- **DATASET RECORDS**

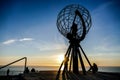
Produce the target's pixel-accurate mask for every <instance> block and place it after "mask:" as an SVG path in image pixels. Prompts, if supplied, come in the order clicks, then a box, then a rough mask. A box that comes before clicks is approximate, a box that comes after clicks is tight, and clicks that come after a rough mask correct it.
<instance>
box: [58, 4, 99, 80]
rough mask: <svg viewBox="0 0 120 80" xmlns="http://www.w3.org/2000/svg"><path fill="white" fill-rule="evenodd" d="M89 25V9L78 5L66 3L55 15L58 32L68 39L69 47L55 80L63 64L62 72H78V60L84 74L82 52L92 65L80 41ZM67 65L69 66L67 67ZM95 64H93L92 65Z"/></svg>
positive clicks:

- **TASK ITEM**
Wherever the string "path" appears in a line above, copy that line.

- **ANSWER TO THIS PROBLEM**
Produce the target's pixel-accurate mask for every <instance> block and place it after "mask:" as an SVG path in image pixels. Prompts, if supplied, come in the order clicks, then a box, then a rough mask. A box that comes before clicks is approximate, a box that comes after clicks is tight, and clicks that come after a rough mask correct it.
rough mask: <svg viewBox="0 0 120 80" xmlns="http://www.w3.org/2000/svg"><path fill="white" fill-rule="evenodd" d="M89 25V9L78 5L66 3L55 15L58 32L68 39L69 47L55 80L63 64L62 72H78V60L84 74L82 52L92 65L80 41ZM67 65L69 66L67 67ZM95 64H93L92 65Z"/></svg>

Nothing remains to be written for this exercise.